▸ DATA SHOWN:
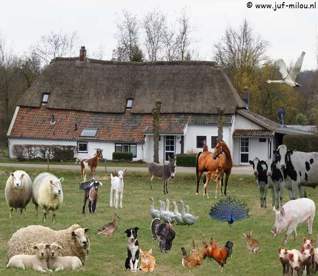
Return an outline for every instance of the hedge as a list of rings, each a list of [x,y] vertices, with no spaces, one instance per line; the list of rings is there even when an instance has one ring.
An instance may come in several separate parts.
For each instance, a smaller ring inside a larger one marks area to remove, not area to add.
[[[299,151],[318,151],[318,135],[285,135],[283,144],[287,149]]]
[[[58,145],[14,145],[12,153],[18,161],[49,160],[73,161],[75,147]]]
[[[197,154],[185,154],[181,153],[176,154],[177,156],[177,166],[181,167],[195,167],[195,159]]]
[[[113,152],[113,160],[133,160],[133,152]]]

▸ TASK BRIEF: Extract every line of the items that contains the word "each", matching case exactly.

▸ THE SOLUTION:
Return an outline for every instance of the hedge as a list of rings, each a list of [x,y] vertices, with no spaces, one instance per line; the list of rings is there even when an instance has one ring.
For each instance, a smaller ring inside a larger one marks area to remove, not area to add.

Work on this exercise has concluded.